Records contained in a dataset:
------------
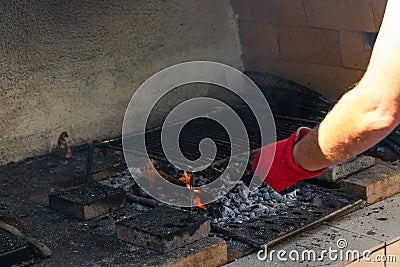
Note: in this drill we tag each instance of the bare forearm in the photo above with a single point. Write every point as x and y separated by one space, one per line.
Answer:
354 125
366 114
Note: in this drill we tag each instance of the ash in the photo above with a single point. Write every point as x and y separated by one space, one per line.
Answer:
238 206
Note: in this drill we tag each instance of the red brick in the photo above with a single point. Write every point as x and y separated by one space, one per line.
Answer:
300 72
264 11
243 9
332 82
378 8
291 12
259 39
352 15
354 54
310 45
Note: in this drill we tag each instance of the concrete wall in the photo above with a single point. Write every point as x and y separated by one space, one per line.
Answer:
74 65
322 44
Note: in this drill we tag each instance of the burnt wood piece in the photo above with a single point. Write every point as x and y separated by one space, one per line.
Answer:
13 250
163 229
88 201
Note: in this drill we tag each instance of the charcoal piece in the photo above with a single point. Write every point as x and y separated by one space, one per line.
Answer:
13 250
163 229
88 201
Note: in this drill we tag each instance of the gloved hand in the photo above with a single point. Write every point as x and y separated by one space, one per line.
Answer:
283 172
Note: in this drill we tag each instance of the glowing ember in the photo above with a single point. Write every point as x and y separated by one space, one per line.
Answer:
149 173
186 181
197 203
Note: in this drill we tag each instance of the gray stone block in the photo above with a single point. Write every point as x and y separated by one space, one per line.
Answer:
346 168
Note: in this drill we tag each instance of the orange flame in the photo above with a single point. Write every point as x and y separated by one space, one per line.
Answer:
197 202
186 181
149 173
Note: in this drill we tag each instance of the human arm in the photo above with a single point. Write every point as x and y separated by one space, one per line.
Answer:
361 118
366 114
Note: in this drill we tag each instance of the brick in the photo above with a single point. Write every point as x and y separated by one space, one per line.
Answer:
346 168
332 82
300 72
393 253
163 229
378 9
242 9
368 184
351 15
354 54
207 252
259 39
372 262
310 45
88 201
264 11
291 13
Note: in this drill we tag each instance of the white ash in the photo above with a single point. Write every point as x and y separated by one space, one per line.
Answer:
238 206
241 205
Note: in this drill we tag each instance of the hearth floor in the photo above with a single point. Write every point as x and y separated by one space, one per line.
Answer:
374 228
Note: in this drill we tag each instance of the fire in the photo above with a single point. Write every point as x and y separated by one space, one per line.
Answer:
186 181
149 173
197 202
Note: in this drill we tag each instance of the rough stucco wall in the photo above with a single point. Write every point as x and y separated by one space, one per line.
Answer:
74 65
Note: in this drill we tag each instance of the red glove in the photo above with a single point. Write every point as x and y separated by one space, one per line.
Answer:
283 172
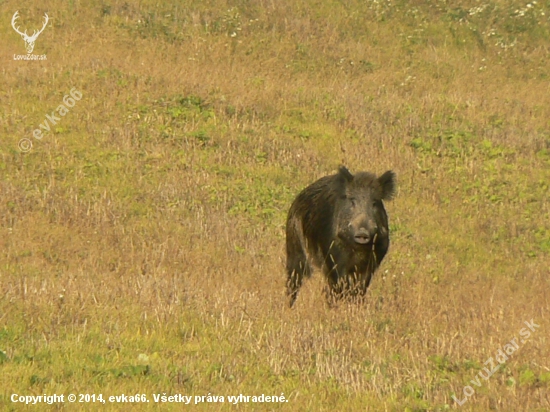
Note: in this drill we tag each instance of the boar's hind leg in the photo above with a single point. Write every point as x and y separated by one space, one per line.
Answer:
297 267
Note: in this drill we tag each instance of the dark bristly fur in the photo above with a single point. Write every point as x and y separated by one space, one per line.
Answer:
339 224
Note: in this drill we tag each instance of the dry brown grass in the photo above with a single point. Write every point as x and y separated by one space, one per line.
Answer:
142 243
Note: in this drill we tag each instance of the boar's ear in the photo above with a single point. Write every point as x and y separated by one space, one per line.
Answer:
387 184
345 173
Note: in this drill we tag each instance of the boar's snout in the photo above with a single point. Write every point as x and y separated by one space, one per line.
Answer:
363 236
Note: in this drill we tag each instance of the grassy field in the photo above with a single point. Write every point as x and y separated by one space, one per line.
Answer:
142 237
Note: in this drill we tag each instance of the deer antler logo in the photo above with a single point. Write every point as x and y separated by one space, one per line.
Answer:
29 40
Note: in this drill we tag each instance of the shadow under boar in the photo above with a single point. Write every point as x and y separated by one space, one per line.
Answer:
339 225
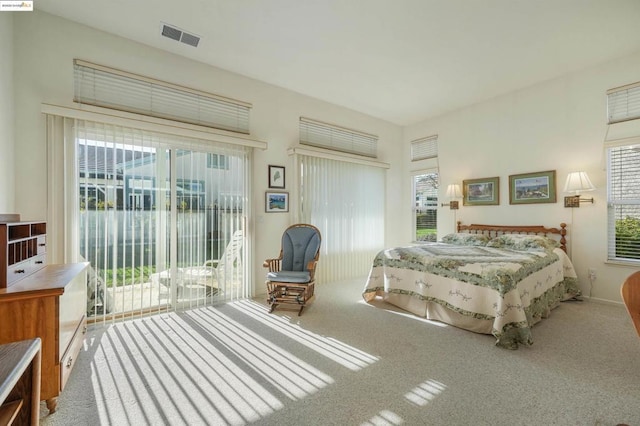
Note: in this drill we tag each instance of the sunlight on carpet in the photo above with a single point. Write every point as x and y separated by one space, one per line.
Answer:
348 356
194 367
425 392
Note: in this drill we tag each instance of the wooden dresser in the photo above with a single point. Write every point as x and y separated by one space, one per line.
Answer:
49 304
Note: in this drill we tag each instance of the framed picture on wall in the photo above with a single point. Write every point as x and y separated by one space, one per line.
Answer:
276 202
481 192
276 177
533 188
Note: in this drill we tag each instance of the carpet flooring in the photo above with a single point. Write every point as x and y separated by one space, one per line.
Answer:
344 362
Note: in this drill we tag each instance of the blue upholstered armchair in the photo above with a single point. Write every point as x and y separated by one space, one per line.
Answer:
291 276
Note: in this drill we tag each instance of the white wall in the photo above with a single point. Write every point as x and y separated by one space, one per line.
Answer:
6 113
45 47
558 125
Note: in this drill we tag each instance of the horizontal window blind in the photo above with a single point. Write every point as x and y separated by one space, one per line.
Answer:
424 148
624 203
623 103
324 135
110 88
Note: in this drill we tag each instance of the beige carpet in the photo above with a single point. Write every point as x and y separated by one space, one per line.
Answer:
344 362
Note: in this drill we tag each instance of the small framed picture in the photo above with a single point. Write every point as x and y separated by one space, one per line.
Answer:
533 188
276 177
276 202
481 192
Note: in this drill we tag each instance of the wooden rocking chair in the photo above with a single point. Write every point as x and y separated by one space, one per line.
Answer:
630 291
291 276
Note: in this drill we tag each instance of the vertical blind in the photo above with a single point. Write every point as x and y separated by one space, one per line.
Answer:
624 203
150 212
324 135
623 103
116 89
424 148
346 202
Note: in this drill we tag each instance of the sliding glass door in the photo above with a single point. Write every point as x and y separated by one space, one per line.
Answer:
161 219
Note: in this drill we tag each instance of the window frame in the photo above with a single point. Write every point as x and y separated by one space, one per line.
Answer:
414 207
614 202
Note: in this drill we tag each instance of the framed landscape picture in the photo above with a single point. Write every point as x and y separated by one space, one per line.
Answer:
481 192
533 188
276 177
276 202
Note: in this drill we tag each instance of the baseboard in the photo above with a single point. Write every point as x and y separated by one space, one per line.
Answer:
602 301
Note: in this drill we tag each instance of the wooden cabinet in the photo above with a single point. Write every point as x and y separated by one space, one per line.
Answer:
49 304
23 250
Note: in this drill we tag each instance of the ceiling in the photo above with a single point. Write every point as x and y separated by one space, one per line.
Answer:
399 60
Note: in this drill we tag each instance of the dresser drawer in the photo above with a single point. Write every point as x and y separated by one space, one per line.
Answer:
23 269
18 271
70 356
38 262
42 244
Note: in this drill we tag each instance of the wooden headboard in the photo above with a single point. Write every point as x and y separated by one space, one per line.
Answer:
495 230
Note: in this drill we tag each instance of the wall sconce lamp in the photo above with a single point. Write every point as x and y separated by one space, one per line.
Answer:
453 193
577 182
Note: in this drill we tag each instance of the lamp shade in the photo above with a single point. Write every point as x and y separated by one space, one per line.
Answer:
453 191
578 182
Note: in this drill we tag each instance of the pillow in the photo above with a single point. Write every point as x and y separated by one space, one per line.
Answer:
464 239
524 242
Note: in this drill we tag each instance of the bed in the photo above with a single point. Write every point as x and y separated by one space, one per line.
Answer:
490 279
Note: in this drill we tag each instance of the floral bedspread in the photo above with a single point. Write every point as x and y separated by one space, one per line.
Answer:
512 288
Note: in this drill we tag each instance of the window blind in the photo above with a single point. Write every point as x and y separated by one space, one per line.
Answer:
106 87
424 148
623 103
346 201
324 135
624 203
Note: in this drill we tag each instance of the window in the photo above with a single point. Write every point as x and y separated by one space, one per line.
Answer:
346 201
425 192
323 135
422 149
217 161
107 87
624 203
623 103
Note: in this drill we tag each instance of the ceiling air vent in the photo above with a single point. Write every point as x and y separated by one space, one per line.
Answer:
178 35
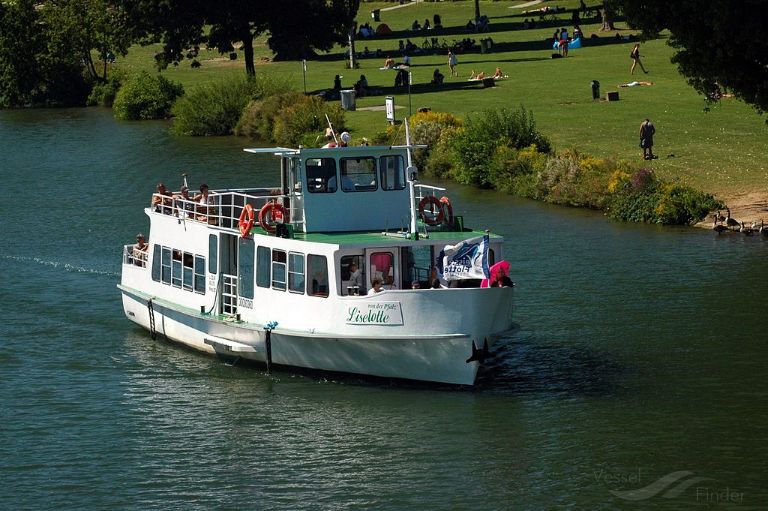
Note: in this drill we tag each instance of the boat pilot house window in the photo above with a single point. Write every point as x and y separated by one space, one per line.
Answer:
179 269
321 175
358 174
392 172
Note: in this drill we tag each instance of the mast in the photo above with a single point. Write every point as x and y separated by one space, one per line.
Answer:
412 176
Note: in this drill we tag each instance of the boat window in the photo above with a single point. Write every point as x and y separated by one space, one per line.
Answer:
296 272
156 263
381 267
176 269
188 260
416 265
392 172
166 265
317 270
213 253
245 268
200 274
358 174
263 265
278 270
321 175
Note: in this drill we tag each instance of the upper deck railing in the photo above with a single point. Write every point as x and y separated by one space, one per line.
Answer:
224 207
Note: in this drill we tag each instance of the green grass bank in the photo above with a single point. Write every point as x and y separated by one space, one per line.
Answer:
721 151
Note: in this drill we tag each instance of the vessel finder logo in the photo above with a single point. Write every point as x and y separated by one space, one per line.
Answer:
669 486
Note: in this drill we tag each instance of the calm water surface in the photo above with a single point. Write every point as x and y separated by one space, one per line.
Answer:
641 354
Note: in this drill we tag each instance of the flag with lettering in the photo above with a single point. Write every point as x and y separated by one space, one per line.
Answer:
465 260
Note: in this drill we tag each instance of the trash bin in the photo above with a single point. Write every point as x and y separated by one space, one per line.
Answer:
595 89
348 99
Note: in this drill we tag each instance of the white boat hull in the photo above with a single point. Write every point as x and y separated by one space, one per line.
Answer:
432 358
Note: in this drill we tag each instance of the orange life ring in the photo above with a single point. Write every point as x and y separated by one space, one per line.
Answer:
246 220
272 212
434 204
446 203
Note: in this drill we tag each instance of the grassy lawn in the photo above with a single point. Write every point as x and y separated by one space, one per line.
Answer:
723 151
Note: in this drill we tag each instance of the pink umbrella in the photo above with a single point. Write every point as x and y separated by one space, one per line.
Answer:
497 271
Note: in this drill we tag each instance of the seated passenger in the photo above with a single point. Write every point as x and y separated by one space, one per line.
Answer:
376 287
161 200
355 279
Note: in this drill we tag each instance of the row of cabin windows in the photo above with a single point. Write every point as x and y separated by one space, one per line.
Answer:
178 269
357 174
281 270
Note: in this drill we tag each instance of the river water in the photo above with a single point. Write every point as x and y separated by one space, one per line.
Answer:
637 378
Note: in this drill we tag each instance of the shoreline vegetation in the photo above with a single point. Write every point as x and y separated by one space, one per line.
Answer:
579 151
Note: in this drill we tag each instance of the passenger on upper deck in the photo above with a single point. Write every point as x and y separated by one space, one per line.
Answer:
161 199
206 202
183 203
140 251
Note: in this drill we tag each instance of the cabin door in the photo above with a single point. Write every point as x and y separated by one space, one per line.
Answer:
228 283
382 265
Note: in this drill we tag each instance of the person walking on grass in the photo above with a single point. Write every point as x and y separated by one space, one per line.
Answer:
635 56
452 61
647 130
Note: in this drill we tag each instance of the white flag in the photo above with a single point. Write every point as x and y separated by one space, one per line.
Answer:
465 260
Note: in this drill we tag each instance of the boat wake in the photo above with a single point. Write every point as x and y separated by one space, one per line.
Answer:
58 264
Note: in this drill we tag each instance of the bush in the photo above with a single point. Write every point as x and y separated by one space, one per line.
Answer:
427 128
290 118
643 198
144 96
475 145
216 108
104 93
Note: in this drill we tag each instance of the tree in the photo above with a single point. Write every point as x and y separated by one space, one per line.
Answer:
------------
* _STATED TASK_
Set down, word for word, every line from the line that holds "Note: in this drill we tag each instance of the seated" to the end of the entries above, including both ends.

* _TASK ANSWER_
Note: in this drill we tag each instance of the seated passenger in the photo above with a single point. Write every point as x and y separated by one space, one per line.
Answer:
376 287
161 200
355 279
Note: in this drill we tag each instance of the row of cabin windows in the photo above with a single point. Write every point as x and y separated by one space, one per line.
Answer:
178 269
357 174
281 270
Note: in this drill we tag each instance of the river water in the photo above with a single point. Write every point as x and y separated by one space, one per line.
Answer:
637 378
Note: in this drill we tag each instance of the shoreline vegetation in the photo above with a single point. Write every point as x and y separated by one space, one per line.
Answer:
579 151
Note: in this drill we tag each instance of the passenger on upper deck in the photo above with a single point. Write every point as x and y separated by one space, one per line.
Answer:
161 199
206 202
183 203
140 251
Note: in this drill we tag each instance of the cabin door in the photo above with a single point. Write every point as x and y separated by one space, one per line.
Answer:
228 283
382 265
Note: in this drill we tag each instance of the person walking on grass in the photo above with a single point. Write every point as x and y separated by one space, one per line.
Answer:
635 56
452 61
647 130
Note: in this drill we tag each instance of the white flag in the photo above with a single point. Write every point as x and y separated by one space, one per line.
Answer:
465 260
Note: in this drill we tag each instance of the boat wake in the photo above with a single point. Write every point as x and y separated by one space, one per line.
Answer:
58 264
Note: in this drill we tag each instance of the bush in the photo above with a single point. Write every point as x and y separated by one space, one per line.
Answer:
427 128
290 118
643 198
144 96
475 145
216 108
104 93
Note: in this drill we tag each instance of the tree in the photo above with a single point. Write every point as x and y separated by one space, one per line.
Answer:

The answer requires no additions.